— START OF PROVIDED ENTRIES —

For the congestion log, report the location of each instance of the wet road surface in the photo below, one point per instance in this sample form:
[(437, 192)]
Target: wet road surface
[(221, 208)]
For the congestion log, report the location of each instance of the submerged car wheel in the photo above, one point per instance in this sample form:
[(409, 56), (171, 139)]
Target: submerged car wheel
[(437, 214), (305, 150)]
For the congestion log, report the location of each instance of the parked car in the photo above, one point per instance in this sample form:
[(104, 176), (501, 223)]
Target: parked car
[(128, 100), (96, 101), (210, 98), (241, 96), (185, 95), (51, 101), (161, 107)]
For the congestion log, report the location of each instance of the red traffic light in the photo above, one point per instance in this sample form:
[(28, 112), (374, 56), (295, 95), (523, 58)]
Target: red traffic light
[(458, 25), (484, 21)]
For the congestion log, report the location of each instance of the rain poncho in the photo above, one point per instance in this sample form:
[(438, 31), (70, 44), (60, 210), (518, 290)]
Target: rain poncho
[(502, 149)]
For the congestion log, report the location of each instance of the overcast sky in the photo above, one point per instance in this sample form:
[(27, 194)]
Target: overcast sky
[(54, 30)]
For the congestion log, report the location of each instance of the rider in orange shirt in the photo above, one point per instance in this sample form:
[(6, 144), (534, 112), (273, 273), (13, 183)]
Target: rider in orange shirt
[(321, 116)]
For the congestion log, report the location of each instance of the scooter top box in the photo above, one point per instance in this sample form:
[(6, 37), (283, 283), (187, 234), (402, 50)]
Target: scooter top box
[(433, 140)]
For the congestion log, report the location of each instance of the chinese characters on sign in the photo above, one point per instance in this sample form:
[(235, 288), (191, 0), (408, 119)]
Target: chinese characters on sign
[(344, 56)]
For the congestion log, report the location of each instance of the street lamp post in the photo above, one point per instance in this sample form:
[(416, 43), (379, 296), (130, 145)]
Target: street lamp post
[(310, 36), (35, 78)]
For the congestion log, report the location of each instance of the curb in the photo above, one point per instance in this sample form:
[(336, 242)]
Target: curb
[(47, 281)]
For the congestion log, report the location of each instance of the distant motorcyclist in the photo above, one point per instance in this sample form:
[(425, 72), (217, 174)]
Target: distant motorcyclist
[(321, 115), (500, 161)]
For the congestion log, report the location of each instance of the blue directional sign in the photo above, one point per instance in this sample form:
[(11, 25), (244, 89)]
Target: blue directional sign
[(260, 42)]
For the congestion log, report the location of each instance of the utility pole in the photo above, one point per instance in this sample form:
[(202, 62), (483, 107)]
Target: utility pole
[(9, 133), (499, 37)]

— END OF PROVIDED ENTRIES —

WHAT IS NEEDED ▸
Reproduce all of the lines above, swapping "congestion log" for "traffic survey" wherever it occurs and leaving everything else unchanged.

RESULT ▸
For the traffic survey, report the location of each instance of the wet road surface in the photo below, one point per instance in this sample form:
[(437, 192)]
Target: wet road surface
[(221, 208)]
For the traffic survey, report the location of each instance of the submerged car wheel in the photo above, one point per instance in this sample form:
[(409, 56), (171, 139)]
Target: submerged car wheel
[(437, 214), (305, 150)]
For the traffic survey, report the location of each instance of the parked car in the photo above, one point per instance in this sample form:
[(104, 176), (501, 223)]
Target: parked car
[(128, 100), (96, 101), (210, 98), (241, 96), (185, 95), (51, 101), (161, 107)]
For the traffic survey, report the location of each instance of the red traffic light in the photo above, one point per instance in this sample form:
[(28, 112), (374, 56), (295, 95), (523, 58)]
Target: red traffic light
[(458, 25), (484, 21)]
For the traffic survey, report the location of each instance of the rain poncho in the photo above, one point per instance in this sample form:
[(438, 31), (70, 44), (60, 210), (518, 290)]
Target: rain poncho
[(502, 149)]
For the traffic survey, report the location of each instance of the overcast sky in the photo above, one point per instance in this sample form:
[(27, 194)]
Target: overcast sky
[(54, 30)]
For the traffic survey, report the location of each instance of the rider in orange shirt in the photo above, one point per instance in this sample form:
[(6, 144), (534, 112), (273, 273), (13, 183)]
Target: rider in orange shirt
[(321, 116)]
For the traffic survey, report the location of each instance of the scooter top box in the photo above, one point per instance in this sample form:
[(6, 37), (283, 283), (187, 234), (402, 50)]
Target: scooter top box
[(433, 140)]
For the traffic survey, report the location of each instance of the chinese characters on sign in the photo above, one point per instance in this sample form:
[(235, 288), (191, 0), (408, 119)]
Target: chinese characters on sign
[(344, 56)]
For the traffic survey, report the location of each instance of the street lamp post in the photo above, one point per instance in this sample form:
[(416, 43), (379, 296), (130, 145)]
Target: street lamp post
[(310, 36), (35, 78)]
For the traffic survey, report the location of each instance of the curb in the photo above, one point per instance in this sample form:
[(336, 242)]
Target: curb
[(47, 281)]
For the traffic survey, report the location of each instance of the distant motorcyclist in the photo above, one point per instance in this sample form:
[(425, 72), (217, 174)]
Target: distant motorcyclist
[(321, 115), (500, 161)]
For the traffic survey, report the location of each instance of the blue directional sign in the photo above, one point per instance in this sample form:
[(11, 25), (244, 89)]
Target: blue directional sign
[(260, 42)]
For the traffic survey, report the location of each instance of the utility pole in the photo above, one point per instance in this sample form:
[(202, 62), (483, 107)]
Target: utility pole
[(9, 133), (499, 37)]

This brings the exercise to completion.